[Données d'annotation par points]
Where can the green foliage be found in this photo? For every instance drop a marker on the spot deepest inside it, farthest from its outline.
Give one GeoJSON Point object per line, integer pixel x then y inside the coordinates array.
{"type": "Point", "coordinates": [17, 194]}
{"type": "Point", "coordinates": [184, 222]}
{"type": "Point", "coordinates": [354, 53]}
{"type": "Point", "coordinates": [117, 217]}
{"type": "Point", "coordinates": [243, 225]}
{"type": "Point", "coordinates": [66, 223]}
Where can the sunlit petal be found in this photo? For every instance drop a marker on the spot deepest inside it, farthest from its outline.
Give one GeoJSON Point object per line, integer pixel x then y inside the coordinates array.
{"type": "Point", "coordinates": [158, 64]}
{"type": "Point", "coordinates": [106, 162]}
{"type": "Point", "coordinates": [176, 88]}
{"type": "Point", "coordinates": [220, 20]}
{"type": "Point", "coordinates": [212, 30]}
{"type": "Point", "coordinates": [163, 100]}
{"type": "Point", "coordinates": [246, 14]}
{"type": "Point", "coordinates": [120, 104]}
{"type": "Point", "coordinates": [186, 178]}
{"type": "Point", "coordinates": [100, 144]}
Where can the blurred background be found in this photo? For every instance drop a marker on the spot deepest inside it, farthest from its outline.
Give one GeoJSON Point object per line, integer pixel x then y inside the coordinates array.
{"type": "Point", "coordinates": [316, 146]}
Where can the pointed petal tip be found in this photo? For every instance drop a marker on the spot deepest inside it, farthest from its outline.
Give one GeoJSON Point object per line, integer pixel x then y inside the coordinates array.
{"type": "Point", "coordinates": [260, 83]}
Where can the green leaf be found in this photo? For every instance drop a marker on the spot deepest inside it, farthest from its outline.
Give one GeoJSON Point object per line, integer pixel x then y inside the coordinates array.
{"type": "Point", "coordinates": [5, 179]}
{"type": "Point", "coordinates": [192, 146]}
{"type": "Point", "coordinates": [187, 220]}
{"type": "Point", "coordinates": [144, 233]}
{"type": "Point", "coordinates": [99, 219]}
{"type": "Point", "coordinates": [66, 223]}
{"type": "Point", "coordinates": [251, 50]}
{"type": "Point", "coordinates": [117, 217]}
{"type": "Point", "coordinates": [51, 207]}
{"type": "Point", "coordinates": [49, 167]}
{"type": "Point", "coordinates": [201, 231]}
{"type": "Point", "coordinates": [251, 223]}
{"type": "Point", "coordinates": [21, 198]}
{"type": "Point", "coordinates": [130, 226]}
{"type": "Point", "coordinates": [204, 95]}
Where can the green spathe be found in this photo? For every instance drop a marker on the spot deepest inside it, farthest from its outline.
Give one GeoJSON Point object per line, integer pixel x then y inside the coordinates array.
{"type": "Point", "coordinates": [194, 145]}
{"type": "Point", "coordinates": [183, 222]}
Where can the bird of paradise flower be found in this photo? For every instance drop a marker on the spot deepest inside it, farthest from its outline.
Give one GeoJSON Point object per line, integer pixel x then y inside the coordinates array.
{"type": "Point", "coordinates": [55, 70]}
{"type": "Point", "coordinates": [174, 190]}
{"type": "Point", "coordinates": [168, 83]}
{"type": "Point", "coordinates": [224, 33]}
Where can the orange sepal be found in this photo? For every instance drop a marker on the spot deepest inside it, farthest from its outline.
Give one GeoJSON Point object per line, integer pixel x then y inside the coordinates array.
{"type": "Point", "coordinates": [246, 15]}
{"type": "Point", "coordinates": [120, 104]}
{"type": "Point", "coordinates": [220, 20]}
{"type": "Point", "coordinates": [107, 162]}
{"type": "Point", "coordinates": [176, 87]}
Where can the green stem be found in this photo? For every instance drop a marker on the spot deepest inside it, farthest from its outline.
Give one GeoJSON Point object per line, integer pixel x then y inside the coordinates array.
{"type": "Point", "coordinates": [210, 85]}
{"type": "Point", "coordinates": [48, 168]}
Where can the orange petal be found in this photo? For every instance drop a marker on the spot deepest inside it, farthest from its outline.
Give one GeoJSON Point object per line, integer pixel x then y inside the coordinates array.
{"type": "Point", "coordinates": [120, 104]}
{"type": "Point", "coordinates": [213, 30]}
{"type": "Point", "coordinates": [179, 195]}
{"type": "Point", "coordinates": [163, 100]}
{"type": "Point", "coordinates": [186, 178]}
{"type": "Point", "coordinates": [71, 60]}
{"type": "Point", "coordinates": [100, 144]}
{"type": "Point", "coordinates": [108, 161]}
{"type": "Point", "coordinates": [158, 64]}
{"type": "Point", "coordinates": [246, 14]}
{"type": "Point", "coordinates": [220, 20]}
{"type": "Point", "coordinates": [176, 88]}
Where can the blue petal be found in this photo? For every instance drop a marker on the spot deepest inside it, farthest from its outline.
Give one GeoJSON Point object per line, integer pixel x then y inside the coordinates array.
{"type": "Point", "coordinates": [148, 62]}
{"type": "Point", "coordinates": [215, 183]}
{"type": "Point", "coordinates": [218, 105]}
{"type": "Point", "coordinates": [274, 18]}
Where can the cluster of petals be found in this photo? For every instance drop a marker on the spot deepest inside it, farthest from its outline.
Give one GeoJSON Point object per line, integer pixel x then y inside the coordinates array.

▶ [Consigne]
Recopie toutes ces données en remplaçant "marker" par "pin", sans rien modifier d'autre.

▶ [Résultat]
Where can the green foliage be found in this photo? For every instance drop a pin on the spot deepest inside it, farthest from its outline.
Give one GeoJSON Point object per line, integer pixel x then y inside the coordinates array.
{"type": "Point", "coordinates": [17, 194]}
{"type": "Point", "coordinates": [184, 222]}
{"type": "Point", "coordinates": [354, 53]}
{"type": "Point", "coordinates": [117, 217]}
{"type": "Point", "coordinates": [243, 225]}
{"type": "Point", "coordinates": [66, 223]}
Where can the sunlit petal be found in this photo? For every instance drop a pin on the spot deepest inside it, farthest from its outline.
Give one GeoJSON Point object per line, integer pixel x then y inside the coordinates array.
{"type": "Point", "coordinates": [158, 64]}
{"type": "Point", "coordinates": [106, 162]}
{"type": "Point", "coordinates": [176, 88]}
{"type": "Point", "coordinates": [220, 20]}
{"type": "Point", "coordinates": [212, 30]}
{"type": "Point", "coordinates": [163, 100]}
{"type": "Point", "coordinates": [246, 14]}
{"type": "Point", "coordinates": [120, 104]}
{"type": "Point", "coordinates": [186, 178]}
{"type": "Point", "coordinates": [100, 144]}
Where can the blurred background be found in this photo? For every instance drop a pin on the spot deepest inside it, farthest from its outline.
Give one GeoJSON Point object per line, integer pixel x then y inside the coordinates array.
{"type": "Point", "coordinates": [316, 146]}
Where can the pointed petal tip be found in this photo? For every instance drop a pin on the spot deepest inside it, farthest from its outline.
Give one GeoJSON Point object per line, integer pixel x then y inside the coordinates array.
{"type": "Point", "coordinates": [260, 83]}
Where can the green leaf be found in this photo? For every instance drop a pin on the spot deepest inside it, farthest from its outline.
Give one GeoJSON Point object per line, integer pixel x then y inside the coordinates array.
{"type": "Point", "coordinates": [5, 179]}
{"type": "Point", "coordinates": [192, 146]}
{"type": "Point", "coordinates": [187, 220]}
{"type": "Point", "coordinates": [144, 233]}
{"type": "Point", "coordinates": [99, 219]}
{"type": "Point", "coordinates": [66, 223]}
{"type": "Point", "coordinates": [251, 50]}
{"type": "Point", "coordinates": [117, 217]}
{"type": "Point", "coordinates": [51, 207]}
{"type": "Point", "coordinates": [49, 167]}
{"type": "Point", "coordinates": [201, 231]}
{"type": "Point", "coordinates": [251, 223]}
{"type": "Point", "coordinates": [21, 198]}
{"type": "Point", "coordinates": [130, 226]}
{"type": "Point", "coordinates": [204, 95]}
Where can the green spathe be found in this photo? For every instance drop a pin on the spot deepest inside it, farthest from its outline.
Give one GeoJSON Point object per line, integer pixel x then y inside the coordinates array.
{"type": "Point", "coordinates": [194, 145]}
{"type": "Point", "coordinates": [183, 222]}
Where can the bird of paradise flower be found in this photo? For every instance drop a pin on the spot deepest inside it, farthest from its outline.
Give one GeoJSON Point object per line, integer pixel x then y inside the coordinates array.
{"type": "Point", "coordinates": [55, 70]}
{"type": "Point", "coordinates": [174, 190]}
{"type": "Point", "coordinates": [168, 83]}
{"type": "Point", "coordinates": [224, 33]}
Where can the orange sepal be found in this photo? For every instance drop a pin on the spot deepest inside it, farthest from its outline.
Give one GeoJSON Point object per line, integer pixel x then y inside the coordinates array.
{"type": "Point", "coordinates": [246, 15]}
{"type": "Point", "coordinates": [120, 104]}
{"type": "Point", "coordinates": [220, 20]}
{"type": "Point", "coordinates": [107, 162]}
{"type": "Point", "coordinates": [176, 87]}
Where can the green stem be found in this photo? For every instance drop a pin on the spot deepest inside it, farthest from its outline.
Give one GeoJSON Point object per line, integer pixel x then y inside the coordinates array.
{"type": "Point", "coordinates": [210, 85]}
{"type": "Point", "coordinates": [48, 168]}
Where can the orange petal be found in this photo? For every instance drop a pin on the spot deepest inside it, farthest from its outline.
Give one GeoJSON Point object per line, integer pixel x then y inside the coordinates array.
{"type": "Point", "coordinates": [120, 104]}
{"type": "Point", "coordinates": [213, 30]}
{"type": "Point", "coordinates": [179, 195]}
{"type": "Point", "coordinates": [163, 100]}
{"type": "Point", "coordinates": [186, 178]}
{"type": "Point", "coordinates": [71, 60]}
{"type": "Point", "coordinates": [100, 144]}
{"type": "Point", "coordinates": [108, 161]}
{"type": "Point", "coordinates": [158, 64]}
{"type": "Point", "coordinates": [246, 14]}
{"type": "Point", "coordinates": [220, 20]}
{"type": "Point", "coordinates": [176, 88]}
Where can the blue petal be found in this photo? For every instance drop a pin on the spot deepest inside it, farthest from its outline.
Give one GeoJSON Point object per line, integer pixel x then y inside the coordinates array.
{"type": "Point", "coordinates": [148, 62]}
{"type": "Point", "coordinates": [215, 183]}
{"type": "Point", "coordinates": [218, 105]}
{"type": "Point", "coordinates": [274, 18]}
Where can the cluster of petals be found in this photo? For every instance drop a pin on the spot deepest inside it, farthest from its outline.
Give one GeoJSON Point object per line, integer pixel x then y inside the coordinates array.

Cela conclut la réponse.